Hannah Culver for Blameless

Posted on Sep 28, 2020

5 Best Practices for Nailing Incident Retrospectives

#sre #devops

Reading about incident retrospectives (or postmortems) is different from seeing them in action. Retrospectives are like snowflakes; no two will ever look the same. There isn’t a template that will work in every situation, but there are some best practices that can help. Here are five practices to take your retrospectives to a new level. Each practice has an example that proves the method

Use visuals

As Steve McGhee says, “A ‘what happened’ narrative with graphs is the best textbook-let for teaching other engineers how to get better at progressing through future incidents.” Days, weeks, or even years after a retrospective is written, graphs still provide an engineer with a quick and in-depth explanation for what was happening during the incident.

In a Cloudflare retrospective authors use visuals to help readers understand the background for a DNS outage. The retrospective reads, “Unfortunately, last Tuesday’s update contained a regular expression that backtracked enormously and exhausted CPU used for HTTP/HTTPS serving. This brought down Cloudflare’s core proxying, CDN and WAF functionality. The following graph shows CPUs dedicated to serving HTTP/HTTPS traffic spiking to nearly 100% usage across the servers in our network.” A graph showing the CPU usage during the incident follows.

Visuals embedded within the retrospective benefit readers in two major ways. First, this allows new hires to visualize the problem. They can feel like they’re working through the incident with the engineers who mitigated it. Second, it allows engineers who may handle a similar issue to find the information they’re looking for faster.

Be a historian

Using timelines when writing retrospectives is very valuable. But, there’s an art to crafting them. As Steve McGhee says, “There is little utility to including the entire chat log of an incident. Instead, consider illustrating a timeline of the important inflection points (e.g. actions that turned the situation around). This may prove to be very helpful for troubleshooting future incidents.” Retrospective timelines need the perfect balance of information. Too much to sift through, and the retrospective will become cluttered. Too little and it’s vague.

Twilio’s “Billing Incident Post-Mortem: Breakdown, Analysis and Root Cause,” shows this balance. What Twilio does well in this retrospective is clarity. In this particular incident, the timeline and contributing factor are separate. In the entry for 1:35 AM July 18, the timeline note reads, “We experienced a loss of network connectivity between all of our billing redis-slaves and our redis-master. This caused all redis-slaves to reconnect and request full synchronization with the master at the same time.”

### Brief 1:
Filter the records below, copying every line that contains the string "leaf", with case counting.

### Materials provided:

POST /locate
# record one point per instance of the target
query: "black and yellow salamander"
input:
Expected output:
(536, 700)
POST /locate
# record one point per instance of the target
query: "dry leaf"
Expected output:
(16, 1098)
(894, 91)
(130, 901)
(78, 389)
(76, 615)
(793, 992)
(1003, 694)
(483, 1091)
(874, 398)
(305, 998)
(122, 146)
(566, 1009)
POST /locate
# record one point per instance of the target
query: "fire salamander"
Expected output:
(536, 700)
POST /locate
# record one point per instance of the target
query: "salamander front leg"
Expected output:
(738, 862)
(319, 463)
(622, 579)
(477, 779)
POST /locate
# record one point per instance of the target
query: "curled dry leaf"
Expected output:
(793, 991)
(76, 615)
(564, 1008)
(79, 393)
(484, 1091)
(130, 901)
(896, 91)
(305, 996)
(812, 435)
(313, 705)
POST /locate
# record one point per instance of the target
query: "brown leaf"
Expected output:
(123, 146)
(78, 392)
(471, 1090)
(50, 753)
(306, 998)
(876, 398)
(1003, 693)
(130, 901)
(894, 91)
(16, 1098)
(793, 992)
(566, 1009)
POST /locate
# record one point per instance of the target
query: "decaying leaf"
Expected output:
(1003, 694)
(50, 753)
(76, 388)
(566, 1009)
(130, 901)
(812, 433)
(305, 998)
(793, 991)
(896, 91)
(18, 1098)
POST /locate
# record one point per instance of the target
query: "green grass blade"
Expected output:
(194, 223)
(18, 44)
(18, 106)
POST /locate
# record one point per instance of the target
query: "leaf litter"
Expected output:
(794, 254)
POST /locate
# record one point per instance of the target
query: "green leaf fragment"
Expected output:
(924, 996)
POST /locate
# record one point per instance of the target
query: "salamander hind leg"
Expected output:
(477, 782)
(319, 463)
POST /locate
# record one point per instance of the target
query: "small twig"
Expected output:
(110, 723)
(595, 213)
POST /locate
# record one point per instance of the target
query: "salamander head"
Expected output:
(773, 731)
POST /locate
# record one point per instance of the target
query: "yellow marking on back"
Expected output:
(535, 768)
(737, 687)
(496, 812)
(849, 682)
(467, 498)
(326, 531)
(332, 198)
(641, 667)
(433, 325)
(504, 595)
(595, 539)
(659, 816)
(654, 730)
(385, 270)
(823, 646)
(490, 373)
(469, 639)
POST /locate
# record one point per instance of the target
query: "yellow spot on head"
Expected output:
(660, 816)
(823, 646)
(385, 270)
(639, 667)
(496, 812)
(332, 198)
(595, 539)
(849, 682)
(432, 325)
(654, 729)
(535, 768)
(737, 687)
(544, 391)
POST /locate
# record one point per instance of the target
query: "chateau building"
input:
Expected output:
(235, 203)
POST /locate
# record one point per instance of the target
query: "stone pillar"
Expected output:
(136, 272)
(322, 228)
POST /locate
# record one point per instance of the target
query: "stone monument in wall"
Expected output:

### Brief 2:
Retype the stretch of the incident retrospectives article above from "In a Cloudflare" through "looking for faster." word for word.

### Full output 1:
query: "dry leaf"
query: "curled dry leaf"
query: "brown leaf"
query: "decaying leaf"
query: "leaf litter"
query: "green leaf fragment"

### Full output 2:
In a Cloudflare retrospective authors use visuals to help readers understand the background for a DNS outage. The retrospective reads, “Unfortunately, last Tuesday’s update contained a regular expression that backtracked enormously and exhausted CPU used for HTTP/HTTPS serving. This brought down Cloudflare’s core proxying, CDN and WAF functionality. The following graph shows CPUs dedicated to serving HTTP/HTTPS traffic spiking to nearly 100% usage across the servers in our network.” A graph showing the CPU usage during the incident follows.

Visuals embedded within the retrospective benefit readers in two major ways. First, this allows new hires to visualize the problem. They can feel like they’re working through the incident with the engineers who mitigated it. Second, it allows engineers who may handle a similar issue to find the information they’re looking for faster.